Exercice à traiter
Remplacez « instance » par « occurrence » dans tous les enregistrements ci-dessous, puis redonnez-les sans autre modification. Laissez les images de côté dans votre réponse.

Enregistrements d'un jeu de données
★ ★ ★ ★ ★ ★ ★
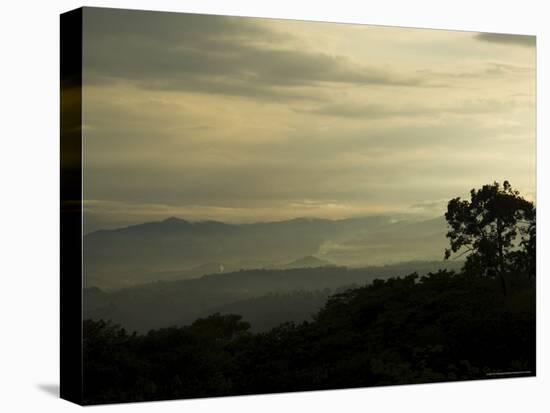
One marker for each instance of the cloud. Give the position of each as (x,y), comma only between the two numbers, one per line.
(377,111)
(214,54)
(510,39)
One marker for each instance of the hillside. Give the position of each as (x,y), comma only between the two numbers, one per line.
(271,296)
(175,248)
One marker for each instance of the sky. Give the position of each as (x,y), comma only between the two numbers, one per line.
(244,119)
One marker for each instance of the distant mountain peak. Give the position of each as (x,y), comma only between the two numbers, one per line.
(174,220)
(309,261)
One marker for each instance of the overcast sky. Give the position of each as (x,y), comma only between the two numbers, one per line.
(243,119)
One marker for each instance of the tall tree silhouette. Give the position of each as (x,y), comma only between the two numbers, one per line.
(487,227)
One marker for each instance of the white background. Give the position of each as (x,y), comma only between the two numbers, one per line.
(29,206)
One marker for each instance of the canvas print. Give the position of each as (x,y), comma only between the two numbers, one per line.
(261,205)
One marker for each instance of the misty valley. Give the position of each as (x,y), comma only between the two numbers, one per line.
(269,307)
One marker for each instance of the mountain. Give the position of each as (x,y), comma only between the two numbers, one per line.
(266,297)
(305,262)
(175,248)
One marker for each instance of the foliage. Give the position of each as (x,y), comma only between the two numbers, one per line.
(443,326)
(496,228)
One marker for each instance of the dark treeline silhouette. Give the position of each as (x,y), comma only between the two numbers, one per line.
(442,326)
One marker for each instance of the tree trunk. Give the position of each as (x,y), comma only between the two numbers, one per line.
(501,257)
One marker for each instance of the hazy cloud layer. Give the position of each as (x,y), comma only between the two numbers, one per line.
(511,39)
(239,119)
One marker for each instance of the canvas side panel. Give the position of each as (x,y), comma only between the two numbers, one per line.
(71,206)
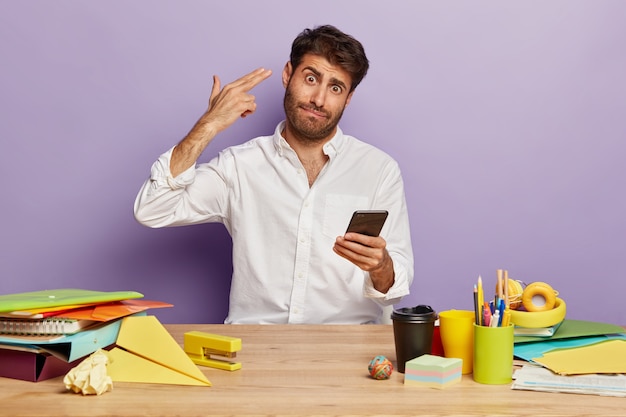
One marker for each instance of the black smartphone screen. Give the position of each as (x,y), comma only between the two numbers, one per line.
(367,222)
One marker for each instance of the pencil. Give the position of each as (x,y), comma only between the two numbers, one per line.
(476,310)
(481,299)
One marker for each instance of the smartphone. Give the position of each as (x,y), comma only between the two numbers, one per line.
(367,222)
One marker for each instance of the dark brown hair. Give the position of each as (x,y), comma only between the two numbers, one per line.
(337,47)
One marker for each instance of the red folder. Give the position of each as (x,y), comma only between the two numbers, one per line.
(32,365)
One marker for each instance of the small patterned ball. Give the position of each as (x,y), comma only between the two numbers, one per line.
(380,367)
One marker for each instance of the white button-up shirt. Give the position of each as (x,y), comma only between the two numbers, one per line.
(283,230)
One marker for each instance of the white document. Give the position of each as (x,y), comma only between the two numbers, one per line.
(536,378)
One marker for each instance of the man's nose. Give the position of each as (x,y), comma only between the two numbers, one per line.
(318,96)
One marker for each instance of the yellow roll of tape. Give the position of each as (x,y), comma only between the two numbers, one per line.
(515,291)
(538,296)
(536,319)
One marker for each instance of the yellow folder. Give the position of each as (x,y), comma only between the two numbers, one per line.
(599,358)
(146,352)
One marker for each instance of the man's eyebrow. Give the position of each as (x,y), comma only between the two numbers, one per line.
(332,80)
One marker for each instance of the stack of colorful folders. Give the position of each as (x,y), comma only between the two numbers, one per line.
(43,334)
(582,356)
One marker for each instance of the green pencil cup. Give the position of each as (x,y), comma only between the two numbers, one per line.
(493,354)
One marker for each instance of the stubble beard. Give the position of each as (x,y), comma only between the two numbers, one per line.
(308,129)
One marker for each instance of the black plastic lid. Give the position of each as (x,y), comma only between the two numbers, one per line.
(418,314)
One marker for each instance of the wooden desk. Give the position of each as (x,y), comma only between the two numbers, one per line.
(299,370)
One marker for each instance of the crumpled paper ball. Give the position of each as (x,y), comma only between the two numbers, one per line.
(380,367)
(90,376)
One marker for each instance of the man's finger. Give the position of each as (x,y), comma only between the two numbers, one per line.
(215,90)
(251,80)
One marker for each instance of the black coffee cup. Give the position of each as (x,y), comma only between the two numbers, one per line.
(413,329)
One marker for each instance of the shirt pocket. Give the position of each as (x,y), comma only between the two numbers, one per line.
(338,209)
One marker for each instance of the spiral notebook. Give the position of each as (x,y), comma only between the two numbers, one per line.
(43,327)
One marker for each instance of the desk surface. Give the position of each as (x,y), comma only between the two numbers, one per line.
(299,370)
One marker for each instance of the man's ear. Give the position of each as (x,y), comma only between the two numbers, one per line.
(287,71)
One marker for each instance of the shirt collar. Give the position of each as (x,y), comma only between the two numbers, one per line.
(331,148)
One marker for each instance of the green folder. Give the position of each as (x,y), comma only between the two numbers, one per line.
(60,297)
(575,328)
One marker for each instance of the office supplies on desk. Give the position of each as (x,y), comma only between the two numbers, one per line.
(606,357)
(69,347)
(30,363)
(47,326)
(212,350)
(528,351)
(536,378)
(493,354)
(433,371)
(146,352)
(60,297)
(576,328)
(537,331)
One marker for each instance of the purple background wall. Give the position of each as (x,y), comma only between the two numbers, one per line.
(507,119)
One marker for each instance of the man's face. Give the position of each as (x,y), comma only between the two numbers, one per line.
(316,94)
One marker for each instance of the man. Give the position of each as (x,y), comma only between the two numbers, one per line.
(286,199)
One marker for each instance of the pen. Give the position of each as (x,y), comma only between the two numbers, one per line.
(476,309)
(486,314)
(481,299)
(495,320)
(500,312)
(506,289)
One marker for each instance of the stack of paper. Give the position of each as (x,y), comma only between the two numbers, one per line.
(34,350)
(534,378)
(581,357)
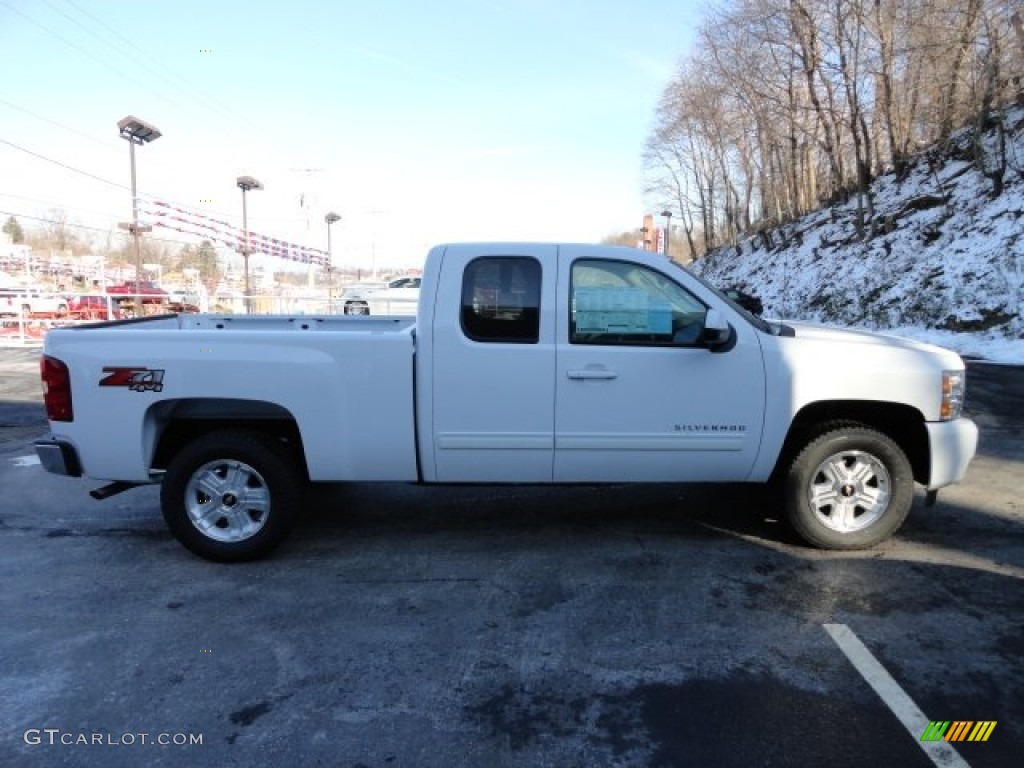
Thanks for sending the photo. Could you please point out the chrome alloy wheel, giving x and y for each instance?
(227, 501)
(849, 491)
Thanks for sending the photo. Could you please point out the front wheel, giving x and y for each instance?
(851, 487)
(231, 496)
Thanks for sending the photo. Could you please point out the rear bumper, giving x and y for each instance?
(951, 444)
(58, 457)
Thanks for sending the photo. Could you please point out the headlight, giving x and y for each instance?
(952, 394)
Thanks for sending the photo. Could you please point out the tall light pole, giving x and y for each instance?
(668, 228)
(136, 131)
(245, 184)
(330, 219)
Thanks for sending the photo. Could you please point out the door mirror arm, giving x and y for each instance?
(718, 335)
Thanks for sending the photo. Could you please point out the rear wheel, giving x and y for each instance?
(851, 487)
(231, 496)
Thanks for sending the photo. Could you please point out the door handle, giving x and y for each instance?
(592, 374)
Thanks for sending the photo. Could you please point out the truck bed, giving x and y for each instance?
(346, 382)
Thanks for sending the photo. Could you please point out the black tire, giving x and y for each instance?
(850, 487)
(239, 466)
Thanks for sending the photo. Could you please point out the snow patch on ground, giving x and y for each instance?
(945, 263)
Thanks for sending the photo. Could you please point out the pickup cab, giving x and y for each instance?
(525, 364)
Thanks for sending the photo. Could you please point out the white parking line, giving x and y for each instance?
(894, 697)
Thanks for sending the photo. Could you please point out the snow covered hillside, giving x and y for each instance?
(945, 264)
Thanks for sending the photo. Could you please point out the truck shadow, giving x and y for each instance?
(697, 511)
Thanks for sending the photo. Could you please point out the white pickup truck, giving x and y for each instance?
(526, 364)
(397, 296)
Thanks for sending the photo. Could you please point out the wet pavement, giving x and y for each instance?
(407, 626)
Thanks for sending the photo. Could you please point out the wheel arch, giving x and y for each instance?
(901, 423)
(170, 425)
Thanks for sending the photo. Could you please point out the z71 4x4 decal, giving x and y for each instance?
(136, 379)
★ ★ ★ ★ ★ ★ ★
Solution complète
One marker for each occurrence of the cloud. Give the position of each as (x,y), comma only between the two numbers, one per line.
(377,111)
(214,54)
(510,39)
One marker for each occurrence of the hillside. Give the position of each as (x,y), comma only between the two numbers, one per line.
(271,296)
(175,248)
One marker for each occurrence of the sky. Give the position of each as (x,y), comma only between the two numbers, one per line.
(244,119)
One marker for each occurrence of the distant mountain peak. Give the position of each as (x,y), comma only between the two numbers, one per line.
(174,220)
(309,261)
One marker for each occurrence of the overcast sky. Give the position of each as (x,y), comma only between the two numbers, one per line.
(243,119)
One marker for each occurrence of the tall tree silhouette. Give the position of each as (x,y), comma only between the two numbers, one per line.
(487,227)
One marker for each occurrence of the white background. Give the position of each as (x,y), comma only between the two numbers, one per line.
(29,206)
One marker for each occurrence of the canvas print. Give the position of each as (x,y), comma only between the two numbers, one per line.
(261,205)
One marker for each occurrence of the misty valley. Give the position of each as (x,y), comma only between the two numbers, one per line.
(269,307)
One marker for each occurrence of the mountain. Give the position of each as (x,y), comma only between the two numbers, one per line.
(266,297)
(305,262)
(175,248)
One marker for each occurrence of the foliage. Give the position of each as (x,y), comma only between the two numbers, one per line.
(443,326)
(496,228)
One marker for each occurrence of the dark treeline silhouette. Give the position of each as (x,y), comma only between the two numbers, one per line.
(442,326)
One marker for each occurrence of the tree trunk. Give the position of each as (x,y), comma only between the two numbers, one per line.
(501,257)
One marker for each occurrence of the hazy cloud layer. Give the position of each as (x,y), comma only between the two numbers, one per line.
(511,39)
(239,119)
One marker for each occurrence of the canvas side panel. Give the position of each as (x,y), comma only between the two numbers, one per line.
(71,206)
One marker for each occurrence of the black smartphone screen. Give the position of each as (x,y), comma only between the two numbers, one per line.
(367,222)
One marker for each occurrence of the pencil. Give the position of each as (x,y), comma only between the two numbers, one per line.
(476,310)
(481,299)
One marker for each occurrence of the smartphone. Give the position of each as (x,y), comma only between the two numbers, one per line.
(367,222)
One marker for each occurrence of the dark brown hair. Give the position of each as (x,y), comma only between the two numbers, one per line.
(337,47)
One marker for each occurrence of the red folder. Give the position of each as (x,y), comma only between the two numbers, one per line.
(32,365)
One marker for each occurrence of the small patterned ball. Give the position of each as (x,y), comma only between the two numbers, one per line.
(380,367)
One marker for each occurrence of the white button-up shirt. Give the position of each as (x,y), comma only between the two numbers, one per line.
(283,230)
One marker for each occurrence of the white document. Give the position of each as (x,y), comma only between the two numbers, one per line.
(536,378)
One marker for each occurrence of the man's nose. Give the position of each as (x,y), comma only between the two numbers, one per line.
(318,96)
One marker for each occurrence of the yellow roll of tape. Give the position of each as (x,y), comma only between the two numbers, one per line.
(515,291)
(538,296)
(536,319)
One marker for each occurrence of the yellow folder. Give the position of each as (x,y), comma only between the two numbers, one per line.
(599,358)
(146,352)
One marker for each occurrence of the man's eyebrow. Give the position of each as (x,y), comma only between the two numbers, one per line.
(332,80)
One marker for each occurrence of the stack of colorful folders. Give the position of each as (x,y), comma only between the two numbers, one per line.
(43,334)
(582,356)
One marker for each occurrence of the green pencil cup. Give the position of each as (x,y), comma only between the two numbers, one per line.
(493,354)
One marker for each occurrence of the stubble beard. Give the position of each as (x,y), comma only between the two numbers, one per line.
(308,129)
One marker for each occurrence of the black plastic lid. Give the position of each as (x,y), comma only between the two numbers, one per line.
(418,314)
One marker for each occurrence of the wooden desk. Give the position of each as (x,y), comma only between the two numbers, one per line.
(299,370)
One marker for each occurrence of the crumpled paper ball. Give the position of each as (x,y), comma only between the two numbers, one per line.
(380,367)
(90,376)
One marker for each occurrence of the man's finger. Give the position of each as (x,y), comma only between the two numbers, one per line.
(215,90)
(251,80)
One marker for each occurrence of the black coffee cup. Give the position of each as (x,y), comma only between the two numbers, one per line.
(413,329)
One marker for each occurrence of the shirt pocket. Give the position of each as (x,y), comma only between the two numbers, one per line.
(338,209)
One marker for each occurrence of the spiral notebook. Give the position of each as (x,y), comma only between the two numbers, one per line.
(43,327)
One marker for each occurrence of the desk surface. Give the position of each as (x,y), comma only between the two numbers, one per line.
(299,370)
One marker for each occurrence of the man's ear. Give the position of each as (x,y), comma only between the two numbers, one per line.
(287,71)
One marker for each occurrence of the shirt collar. Give the position of each as (x,y), comma only between the two numbers, one per line.
(331,148)
One marker for each occurrence of the green folder. Give the position of each as (x,y), comma only between the two numbers, one per line.
(60,297)
(575,328)
One marker for each occurrence of the office supplies on desk. Give the position of each as (x,y), comma only between the two numbers, one per line.
(606,357)
(69,347)
(30,363)
(47,326)
(212,350)
(528,351)
(536,378)
(493,354)
(433,371)
(146,352)
(60,297)
(576,328)
(537,331)
One marker for each occurrence of the purple background wall. Give the position of each as (x,y), comma only between the two numbers, one per line.
(507,119)
One marker for each occurrence of the man's face. Give the position of each as (x,y), comma only between the two numbers, one per line.
(316,94)
One marker for each occurrence of the man. Give the position of each as (x,y), comma only between the two numbers, one per line.
(286,199)
One marker for each occurrence of the pen. Give the position of each as (x,y), comma only between the two numbers, one per line.
(476,309)
(486,314)
(481,299)
(495,320)
(500,312)
(506,289)
One marker for each occurrence of the stack of paper. Give the position of each as (x,y), comma only between the two numbers, one per line.
(34,350)
(534,378)
(581,357)
Thanks for sending the photo. Could you please point out the chrome alloy wheel, giving x and y for each occurrence?
(227, 501)
(849, 491)
Thanks for sending the photo. Could you please point out the front wheel, giving x and y for each occurrence?
(851, 487)
(231, 496)
Thanks for sending the photo. Could you please point out the rear bumper, giving x and y for each occurrence?
(951, 444)
(58, 457)
Thanks for sending the photo. Could you please point out the headlight, giving x and y for each occurrence?
(952, 394)
Thanks for sending the photo. Could you please point out the tall light pole, giving x and y for each occurrence?
(668, 228)
(136, 131)
(245, 184)
(330, 219)
Thanks for sending the photo. Could you please point out the door mirror arm, giving x and y for each occurrence?
(718, 335)
Thanks for sending the photo. Could you please point out the rear wheel, giving x and y for each occurrence?
(851, 487)
(231, 496)
Thanks for sending the photo. Could you please point out the door handle, giving x and y for each occurrence?
(592, 374)
Thanks for sending the photo. Could you please point out the truck bed, giving x and y for each occurrence?
(346, 382)
Thanks for sending the photo. Could you please point out the black tire, giving x and y for each occurrence?
(850, 487)
(239, 466)
Thanks for sending the photo. Could you please point out the snow patch on ground, giving x and y for each occurrence?
(945, 263)
Thanks for sending the photo. Could you please point out the pickup cab, giving x and y for each occurrence?
(525, 364)
Thanks for sending the photo. Could you please point out the white parking line, giving x and y for each occurrence?
(894, 697)
Thanks for sending the photo. Could you please point out the snow covered hillside, giving x and y for each occurrence?
(945, 264)
Thanks for sending the photo. Could you please point out the truck shadow, giving x and y for each occurrence?
(697, 511)
Thanks for sending the photo. Could you please point out the white pickup truck, giving x and y for each occurrence?
(526, 364)
(397, 296)
Thanks for sending the photo. Could you please point out the wet pavement, giving x and y for each occurrence?
(407, 626)
Thanks for sending the photo. Could you please point out the wheel arch, giving x and y for each occurrence?
(901, 423)
(170, 425)
Thanks for sending the photo. Could you please point out the z71 4x4 decal, giving x and y for each occurrence?
(136, 379)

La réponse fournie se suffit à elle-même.